Prompt 1: Decide whether each statement agrees with the article on the Girls with Grit program, answering yes or no and quoting the deciding words of the article: (a) The program has been offered twice a year since 2011. (b) Chelsea Clowe graduated from the program in 2015. (c) Most participants came to the program through connections to law enforcement.
Prompt 2: Write out the part of the article on the Girls with Grit program that opens with the words containing "Another woman stepped" and closes with "spray in mid-October.".
Prompt 3: Write what comes next in the article on the Girls with Grit program, starting after its last sentence.

AZTEC – The woman in the dark parking lot stepped back as the man approached and asked to use her cellphone. She loudly and clearly told him to step away. When it became apparent he was not listening, she pulled up the small can of Mace and sent a stream at him.
“Nice, no hesitation and straight to the face,” said the would-be assailant, Detective Mike Reitz, as he wiped the fake mace from his black helmet. Cheers and laughter erupted from the group of women standing along the sidelines.
Another woman stepped up, and the exercise repeated until the class of about 30 participants in the Girls with Grit – Guts, Resilience, Intuition, Tenacity – program practiced deploying pepper spray in mid-October.
The free program for women, offered twice a year since 2011 by the San Juan County Sheriff’s Office, covers topics including sexual assault, domestic violence, self-defense, communicating in high-pressure situations, basic firearm safety and active-shooter scenarios. This session will graduate Nov. 12.
“Men, I assume, automatically have this confidence that they can protect themselves. Women don’t usually have that,” said Chelsea Clowe, a 2017 graduate of the program.
Clowe, who also works with the Sheriff’s Office, described herself as quiet and said she hesitated to join the class without knowing anyone. But with three hours once a week for 10 weeks, a sense of community with other students develops, she said. Clowe, 25, has been in law enforcement since she was 19, but she said the class helped her become more confident, aware of her surroundings and comfortable handling a firearm. She now volunteers with the program.
“Some of the women in the class, they’re quiet, but once we start doing some of the hands-on work, you can see them gaining confidence and coming out of their bubble,” Clowe said.
Gwen Alston, whose daughter is a cadet with the San Juan County Sheriff’s Office, said: “I hope it’s going to help me relate to her when she’s on the streets and understand what she sees.” Already, Alston said she is more aware of her surroundings.
While a few people have connections to law enforcement like Clowe and Alston, the majority of participants were recruited from Facebook and word-of-mouth from past participants, said Jayme Harcrow, spokeswoman for the Sheriff’s Office and an organizer of the curriculum.
Although the first few classes are information-heavy, the second half of the program allows students to practice hands-on skills such as self-defense, pepper spray deployment, firearms handling, use-of-force scenarios and an active-shooter drill. The program is modeled on police officer training, Harcrow said.

(Stored data entries)
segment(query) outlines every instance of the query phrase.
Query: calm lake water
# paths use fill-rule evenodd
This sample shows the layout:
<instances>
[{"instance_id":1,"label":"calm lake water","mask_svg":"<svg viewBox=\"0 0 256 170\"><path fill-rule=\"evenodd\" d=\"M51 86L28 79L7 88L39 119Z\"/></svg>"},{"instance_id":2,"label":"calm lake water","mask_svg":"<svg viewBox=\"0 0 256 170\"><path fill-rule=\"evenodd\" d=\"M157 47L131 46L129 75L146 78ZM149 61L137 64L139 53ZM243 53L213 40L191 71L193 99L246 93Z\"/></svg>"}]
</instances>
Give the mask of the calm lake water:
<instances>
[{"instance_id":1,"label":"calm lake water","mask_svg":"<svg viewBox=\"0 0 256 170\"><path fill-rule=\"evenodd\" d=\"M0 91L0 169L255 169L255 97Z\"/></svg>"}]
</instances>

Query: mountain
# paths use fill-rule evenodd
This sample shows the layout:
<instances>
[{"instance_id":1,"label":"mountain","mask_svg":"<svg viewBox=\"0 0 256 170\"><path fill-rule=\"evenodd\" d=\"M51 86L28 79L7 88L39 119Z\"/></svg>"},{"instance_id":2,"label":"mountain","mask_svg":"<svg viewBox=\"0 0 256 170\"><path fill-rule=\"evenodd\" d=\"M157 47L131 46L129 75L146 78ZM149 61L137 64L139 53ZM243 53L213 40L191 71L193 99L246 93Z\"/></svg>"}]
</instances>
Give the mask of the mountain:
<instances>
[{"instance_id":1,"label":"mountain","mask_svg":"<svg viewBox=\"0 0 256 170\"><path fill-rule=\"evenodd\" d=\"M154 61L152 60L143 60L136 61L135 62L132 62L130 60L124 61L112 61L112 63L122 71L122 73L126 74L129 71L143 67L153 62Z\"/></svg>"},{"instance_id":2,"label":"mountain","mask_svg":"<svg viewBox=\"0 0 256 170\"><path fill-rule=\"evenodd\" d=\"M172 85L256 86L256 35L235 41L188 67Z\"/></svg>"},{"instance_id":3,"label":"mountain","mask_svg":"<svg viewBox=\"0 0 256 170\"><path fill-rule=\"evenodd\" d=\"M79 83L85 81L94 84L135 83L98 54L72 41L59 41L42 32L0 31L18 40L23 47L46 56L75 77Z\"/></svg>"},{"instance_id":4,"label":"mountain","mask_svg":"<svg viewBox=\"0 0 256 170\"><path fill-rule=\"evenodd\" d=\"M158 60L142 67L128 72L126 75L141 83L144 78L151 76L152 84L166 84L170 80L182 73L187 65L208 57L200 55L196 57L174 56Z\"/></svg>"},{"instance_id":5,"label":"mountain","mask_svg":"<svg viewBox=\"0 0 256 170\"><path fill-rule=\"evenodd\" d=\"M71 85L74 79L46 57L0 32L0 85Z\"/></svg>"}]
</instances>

Exercise output 1:
(a) Yes: "offered twice a year since 2011"
(b) No: "a 2017 graduate of the program"
(c) No: "the majority of participants were recruited from Facebook and word-of-mouth from past participants"

Exercise output 2:
Another woman stepped up, and the exercise repeated until the class of about 30 participants in the Girls with Grit – Guts, Resilience, Intuition, Tenacity – program practiced deploying pepper spray in mid-October.

Exercise output 3:
“It waters things down to the civilian standpoint, but we don’t sugarcoat things. We give real facts,” Clowe said.
The program also has become an ambassador program for the Sheriff’s Office to engage community members, said Deputy Donnie Kee, who has been with the office for three years and previously served 16 years with the Farmington Police Department.
“They get to see some of the inside stuff that we talk about, that we deal with and gain some pretty good skills and knowledge,” said Kee, who has helped teach firearm safety with the program for the past two years.
While the program allows participants to “really sit in the boots of law enforcement officers,” Kee said it translates the kind of training he and his fellow officers received in a way that is applicable to the women’s lives.
For Kee, the class about use of force is one of the most impactful. Using a virtual simulator, participants run through scenarios where they must decide whether to use various forms of force. “With use of force, so much of it is publicized in the media – whether it’s good or bad – and scrutinizing officers in their own use of force,” he said. “It helps them in the long run to look at things more objectively.”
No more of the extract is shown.